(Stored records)
________________

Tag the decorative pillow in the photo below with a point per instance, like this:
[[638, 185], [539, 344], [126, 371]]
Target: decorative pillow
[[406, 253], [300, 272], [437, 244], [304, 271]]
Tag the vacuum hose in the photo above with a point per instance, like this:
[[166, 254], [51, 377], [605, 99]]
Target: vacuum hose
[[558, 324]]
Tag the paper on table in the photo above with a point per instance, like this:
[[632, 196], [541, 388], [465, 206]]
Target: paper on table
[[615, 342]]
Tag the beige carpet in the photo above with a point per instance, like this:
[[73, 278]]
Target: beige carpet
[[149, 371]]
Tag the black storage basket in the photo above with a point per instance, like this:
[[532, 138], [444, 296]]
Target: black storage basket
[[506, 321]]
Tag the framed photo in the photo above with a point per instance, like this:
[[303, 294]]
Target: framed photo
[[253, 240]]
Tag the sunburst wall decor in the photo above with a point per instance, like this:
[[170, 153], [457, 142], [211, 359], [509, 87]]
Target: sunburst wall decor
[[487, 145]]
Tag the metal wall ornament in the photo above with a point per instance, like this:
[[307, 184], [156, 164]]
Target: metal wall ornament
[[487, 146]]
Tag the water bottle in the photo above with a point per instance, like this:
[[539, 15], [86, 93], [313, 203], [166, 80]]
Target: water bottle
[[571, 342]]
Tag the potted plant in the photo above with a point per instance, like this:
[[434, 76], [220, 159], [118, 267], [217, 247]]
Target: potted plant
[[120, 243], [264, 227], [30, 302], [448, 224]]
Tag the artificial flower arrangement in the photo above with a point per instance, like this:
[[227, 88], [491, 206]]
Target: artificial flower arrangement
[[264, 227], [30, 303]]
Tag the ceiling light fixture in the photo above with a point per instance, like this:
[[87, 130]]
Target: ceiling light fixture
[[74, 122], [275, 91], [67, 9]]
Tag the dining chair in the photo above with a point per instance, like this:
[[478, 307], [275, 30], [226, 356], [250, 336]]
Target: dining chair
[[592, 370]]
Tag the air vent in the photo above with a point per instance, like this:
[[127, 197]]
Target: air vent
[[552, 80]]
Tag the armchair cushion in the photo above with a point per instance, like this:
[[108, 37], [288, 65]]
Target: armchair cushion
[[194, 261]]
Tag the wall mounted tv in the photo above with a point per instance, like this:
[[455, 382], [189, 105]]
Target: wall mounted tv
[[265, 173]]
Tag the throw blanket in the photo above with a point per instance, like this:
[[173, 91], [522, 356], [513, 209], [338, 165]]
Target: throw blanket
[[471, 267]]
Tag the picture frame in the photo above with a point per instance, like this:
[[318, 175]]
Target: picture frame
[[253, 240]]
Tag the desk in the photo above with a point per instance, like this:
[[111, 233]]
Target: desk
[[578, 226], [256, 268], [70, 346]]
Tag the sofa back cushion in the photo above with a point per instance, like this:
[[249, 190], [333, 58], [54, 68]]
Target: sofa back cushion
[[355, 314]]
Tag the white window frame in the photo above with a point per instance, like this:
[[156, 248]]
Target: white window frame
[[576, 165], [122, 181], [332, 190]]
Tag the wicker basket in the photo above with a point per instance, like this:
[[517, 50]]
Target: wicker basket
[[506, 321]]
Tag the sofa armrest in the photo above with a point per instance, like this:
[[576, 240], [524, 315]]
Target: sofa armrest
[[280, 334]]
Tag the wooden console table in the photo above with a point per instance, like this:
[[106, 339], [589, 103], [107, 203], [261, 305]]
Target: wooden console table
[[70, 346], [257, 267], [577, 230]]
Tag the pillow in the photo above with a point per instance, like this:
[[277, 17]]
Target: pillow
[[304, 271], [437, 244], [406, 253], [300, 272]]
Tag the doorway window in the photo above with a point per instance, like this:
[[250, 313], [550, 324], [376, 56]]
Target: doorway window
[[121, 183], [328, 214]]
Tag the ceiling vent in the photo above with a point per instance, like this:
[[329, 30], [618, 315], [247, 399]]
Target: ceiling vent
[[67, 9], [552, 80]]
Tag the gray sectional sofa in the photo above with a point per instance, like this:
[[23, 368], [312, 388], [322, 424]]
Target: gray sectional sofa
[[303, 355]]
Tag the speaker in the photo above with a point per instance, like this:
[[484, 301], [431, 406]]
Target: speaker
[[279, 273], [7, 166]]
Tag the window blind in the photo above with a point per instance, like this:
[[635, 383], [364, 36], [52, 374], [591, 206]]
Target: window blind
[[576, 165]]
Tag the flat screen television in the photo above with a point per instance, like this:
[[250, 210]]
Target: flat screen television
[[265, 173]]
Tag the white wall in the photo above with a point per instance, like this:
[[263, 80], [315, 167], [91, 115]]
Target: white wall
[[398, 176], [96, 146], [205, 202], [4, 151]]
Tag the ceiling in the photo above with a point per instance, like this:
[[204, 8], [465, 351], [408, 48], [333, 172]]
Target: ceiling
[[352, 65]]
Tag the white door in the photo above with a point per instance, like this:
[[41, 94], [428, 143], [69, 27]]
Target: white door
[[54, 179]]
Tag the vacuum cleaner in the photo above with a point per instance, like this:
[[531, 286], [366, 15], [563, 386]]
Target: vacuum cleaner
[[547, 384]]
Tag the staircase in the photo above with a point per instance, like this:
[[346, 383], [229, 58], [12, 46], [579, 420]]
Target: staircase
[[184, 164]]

________________

*TASK GOAL*
Please copy out the entire listing above verbatim, keeping every line in its original order.

*CORRECT RESULT*
Tag the decorative pillow in the photo below with a point per instance, like this:
[[638, 185], [539, 344], [126, 371]]
Target: decorative pillow
[[406, 253], [300, 272], [437, 244], [304, 271]]
Tag the vacuum hose in the photo above with a point per instance, like this:
[[166, 254], [51, 377], [605, 99]]
Target: vacuum hose
[[558, 324]]
Tag the paper on table in the photo above with a point per instance, like this:
[[632, 196], [541, 388], [465, 206]]
Target: paper on table
[[615, 342]]
Tag the beige carpet in the photo above with a point per instance, like this:
[[73, 278]]
Target: beige carpet
[[149, 371]]
Tag the black storage basket in the photo above with a point per instance, like this:
[[532, 138], [444, 296]]
Target: black storage basket
[[506, 321]]
Tag the framed photo in the photo above with a point per instance, like this:
[[303, 294]]
Target: framed photo
[[253, 240]]
Tag the sunburst wall decor in the photo above with a point per instance, like this:
[[170, 153], [457, 142], [211, 359], [509, 87]]
Target: sunburst wall decor
[[487, 145]]
Tag the metal wall ornament in the photo above with a point per instance, like this:
[[307, 184], [156, 164]]
Target: metal wall ornament
[[487, 146]]
Tag the water bottle in the photo above with a point per instance, like this:
[[539, 15], [86, 93], [313, 203], [166, 80]]
Target: water bottle
[[571, 342]]
Tag the potted plant in the photo above with a point per instance, like this:
[[434, 76], [220, 159], [118, 267], [217, 247]]
Target: potted plant
[[120, 243], [264, 227], [30, 302], [448, 224]]
Tag the artificial flower arrangement in the photo above with a point per instance, like this:
[[227, 88], [491, 206]]
Target: artificial flower arrangement
[[264, 227], [30, 303]]
Tag the ceiling light fixture in the photo above with a point per instance, like this:
[[87, 130]]
Target: ceiling light fixture
[[74, 122], [275, 91], [67, 9]]
Tag the dining chair in the photo above with a point per instance, like this:
[[478, 307], [275, 30], [226, 356], [250, 336]]
Target: dining chair
[[592, 370]]
Tag the air vent in the photo above with a point per instance, like this:
[[127, 197]]
Target: air vent
[[552, 80]]
Tag the armchair cushion in the photo above with a point per instance, like this:
[[108, 37], [288, 65]]
Target: armchair cushion
[[194, 261]]
Tag the wall mounted tv in the photo above with a point per instance, like this:
[[455, 382], [189, 105]]
Target: wall mounted tv
[[265, 173]]
Tag the throw blanket in the photo above with a point per instance, like this:
[[173, 91], [522, 356], [513, 209], [338, 165]]
Target: throw blanket
[[471, 267]]
Tag the picture frame in the photo above with a point per instance, like this:
[[318, 175]]
Target: picture frame
[[253, 240]]
Tag the desk in the photo above with a point per instance, like this:
[[111, 233]]
Target: desk
[[578, 226], [256, 268], [70, 346]]
Tag the sofa back cushion in the photo above with a point per instance, like this:
[[249, 190], [333, 58], [54, 68]]
Target: sofa back cushion
[[355, 314]]
Tag the white window frame in the photo above with a point per instance, like this:
[[156, 248]]
Target: white window frame
[[576, 165], [122, 181], [332, 190]]
Tag the wicker basket in the photo above with a point per instance, like this:
[[517, 50]]
Target: wicker basket
[[506, 321]]
Tag the sofa armrest in the photo above with a point per instance, like this:
[[576, 240], [524, 315]]
Target: sofa armrest
[[280, 334]]
Tag the wooden console table in the photo above with a point per instance, like this:
[[106, 339], [589, 103], [107, 203], [261, 305]]
Target: wooden console table
[[70, 346], [257, 267], [577, 230]]
Tag the pillow in the photo above with a point per instance, like this:
[[277, 17]]
Target: pillow
[[304, 271], [437, 244], [406, 253], [300, 272]]
Tag the doorway window in the photo above with a point per instance, like this:
[[250, 313], [550, 324], [376, 56]]
Target: doorway window
[[121, 183], [328, 214]]
Tag the ceiling vent in the photo above with a point per instance, like this:
[[329, 30], [618, 315], [247, 399]]
Target: ceiling vent
[[67, 9], [552, 80]]
Tag the gray sectional sofa in the photo above with a point per instance, like this:
[[23, 368], [312, 388], [322, 424]]
Target: gray sectional sofa
[[303, 355]]
Tag the speaker in the photo above with a point per instance, like this:
[[484, 301], [431, 406]]
Target: speaker
[[279, 273], [7, 166]]
Tag the window blind in the photo above with a point per instance, like this:
[[635, 383], [364, 36], [52, 374], [591, 206]]
Target: window blind
[[576, 165]]
Tag the flat screen television in the photo above with a point per instance, like this:
[[250, 210]]
Target: flat screen television
[[265, 173]]
Tag the white wall in the photo above with a point per instance, like this:
[[263, 80], [315, 167], [91, 115]]
Target: white wall
[[398, 176], [96, 146], [205, 202], [4, 151]]
Tag the ceiling in the photo above with a point per instance, like this:
[[204, 8], [465, 351], [408, 48], [333, 172]]
Target: ceiling
[[352, 65]]
Tag the white door in the photo above with a point per instance, like this:
[[41, 94], [428, 143], [69, 27]]
Target: white door
[[54, 179]]
Tag the vacuum cleaner in the photo above with a point per instance, like this:
[[531, 286], [366, 15], [563, 386]]
Target: vacuum cleaner
[[547, 384]]
Tag the staircase in the photo above with a point per instance, like this:
[[346, 383], [229, 58], [12, 46], [579, 420]]
Target: staircase
[[184, 164]]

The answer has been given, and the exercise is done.